Exercise objective: Express everything in the rows from the line containing "the bridge support" down to the line containing "Target: bridge support column", both included, as a JSON list of strings with one string per line and blank lines omitted.

Data listing:
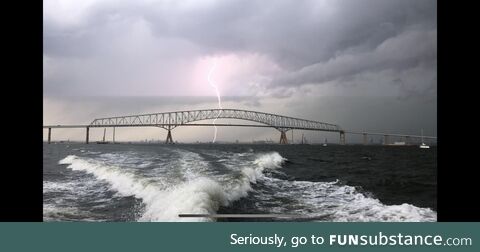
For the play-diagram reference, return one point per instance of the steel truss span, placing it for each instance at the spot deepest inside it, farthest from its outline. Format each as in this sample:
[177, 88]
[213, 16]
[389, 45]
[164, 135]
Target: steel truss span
[170, 120]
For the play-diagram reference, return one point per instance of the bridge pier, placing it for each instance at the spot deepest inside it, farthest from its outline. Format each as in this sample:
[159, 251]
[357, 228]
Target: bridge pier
[283, 137]
[169, 137]
[88, 132]
[342, 137]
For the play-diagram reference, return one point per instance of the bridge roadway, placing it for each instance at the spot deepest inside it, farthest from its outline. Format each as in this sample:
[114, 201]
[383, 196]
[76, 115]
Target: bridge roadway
[171, 120]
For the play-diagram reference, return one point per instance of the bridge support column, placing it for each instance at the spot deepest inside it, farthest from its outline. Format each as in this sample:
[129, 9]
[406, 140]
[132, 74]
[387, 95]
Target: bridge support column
[169, 137]
[283, 138]
[88, 132]
[342, 138]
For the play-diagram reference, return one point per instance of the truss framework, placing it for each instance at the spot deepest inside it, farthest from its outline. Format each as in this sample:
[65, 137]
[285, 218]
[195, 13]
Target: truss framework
[170, 120]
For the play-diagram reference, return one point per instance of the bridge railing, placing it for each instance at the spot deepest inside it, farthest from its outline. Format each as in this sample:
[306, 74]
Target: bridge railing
[184, 117]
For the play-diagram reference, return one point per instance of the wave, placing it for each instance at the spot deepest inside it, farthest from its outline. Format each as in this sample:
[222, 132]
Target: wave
[331, 201]
[163, 200]
[200, 189]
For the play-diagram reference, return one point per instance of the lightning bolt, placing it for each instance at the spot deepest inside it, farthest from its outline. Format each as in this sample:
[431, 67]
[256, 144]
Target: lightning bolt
[212, 84]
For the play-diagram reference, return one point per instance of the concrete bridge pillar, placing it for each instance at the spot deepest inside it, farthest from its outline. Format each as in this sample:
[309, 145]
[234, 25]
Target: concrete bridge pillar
[169, 137]
[342, 137]
[283, 138]
[88, 132]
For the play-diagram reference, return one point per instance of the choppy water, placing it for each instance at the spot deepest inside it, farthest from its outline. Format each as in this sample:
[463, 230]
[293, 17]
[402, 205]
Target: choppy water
[133, 182]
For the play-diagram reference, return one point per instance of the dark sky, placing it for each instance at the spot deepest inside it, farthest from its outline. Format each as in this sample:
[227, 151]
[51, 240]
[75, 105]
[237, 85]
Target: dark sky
[288, 57]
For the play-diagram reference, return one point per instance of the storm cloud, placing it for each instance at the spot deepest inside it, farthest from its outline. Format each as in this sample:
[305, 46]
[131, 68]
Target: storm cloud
[268, 48]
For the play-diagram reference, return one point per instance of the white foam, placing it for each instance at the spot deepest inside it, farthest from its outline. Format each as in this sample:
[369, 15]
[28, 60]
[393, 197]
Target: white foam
[164, 201]
[343, 203]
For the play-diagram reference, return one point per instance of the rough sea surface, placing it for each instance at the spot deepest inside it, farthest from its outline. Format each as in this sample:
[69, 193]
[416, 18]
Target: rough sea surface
[155, 182]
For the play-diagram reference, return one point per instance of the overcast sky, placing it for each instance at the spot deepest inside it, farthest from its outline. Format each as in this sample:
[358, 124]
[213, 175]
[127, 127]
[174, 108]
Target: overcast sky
[286, 57]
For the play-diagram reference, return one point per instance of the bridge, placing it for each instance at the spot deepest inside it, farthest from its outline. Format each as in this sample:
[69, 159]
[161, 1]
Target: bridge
[171, 120]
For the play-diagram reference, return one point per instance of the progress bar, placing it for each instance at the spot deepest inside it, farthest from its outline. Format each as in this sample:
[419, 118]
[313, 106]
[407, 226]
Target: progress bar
[241, 216]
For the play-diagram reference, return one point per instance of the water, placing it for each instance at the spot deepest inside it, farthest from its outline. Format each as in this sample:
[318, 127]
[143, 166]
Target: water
[135, 182]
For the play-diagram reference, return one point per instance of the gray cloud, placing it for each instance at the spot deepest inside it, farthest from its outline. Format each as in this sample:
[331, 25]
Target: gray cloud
[123, 48]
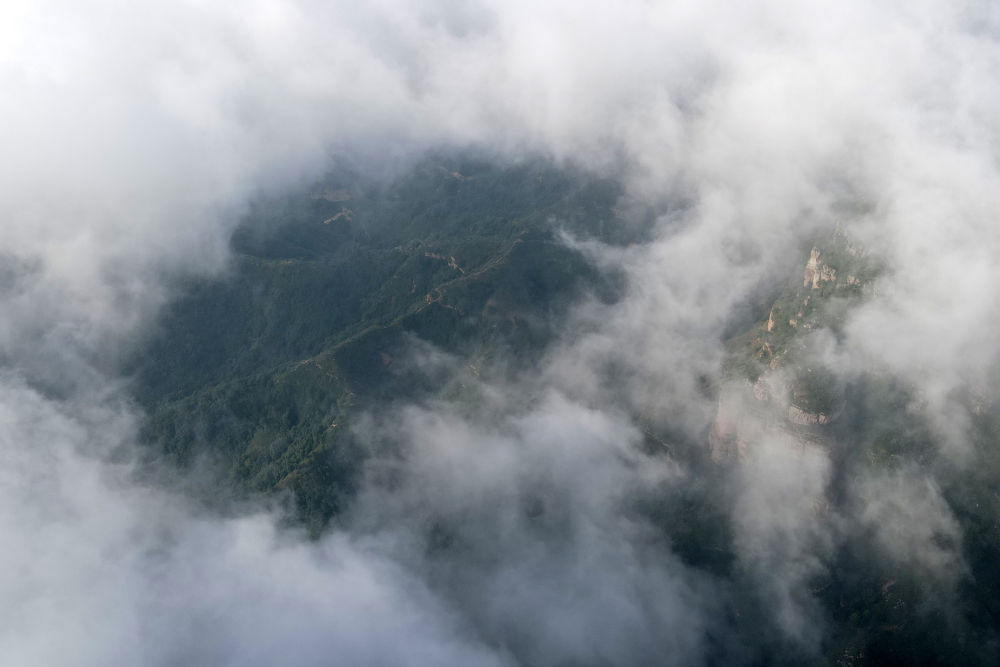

Output for this task:
[
  "For the play-diagram reference, return one point per instance of the bridge support column, placing it for each instance at the spot deepest inside it, farthest from its outline. Format each as in this sample:",
  "[129, 9]",
  "[406, 140]",
  "[132, 74]",
  "[387, 95]",
  "Target: bridge support column"
]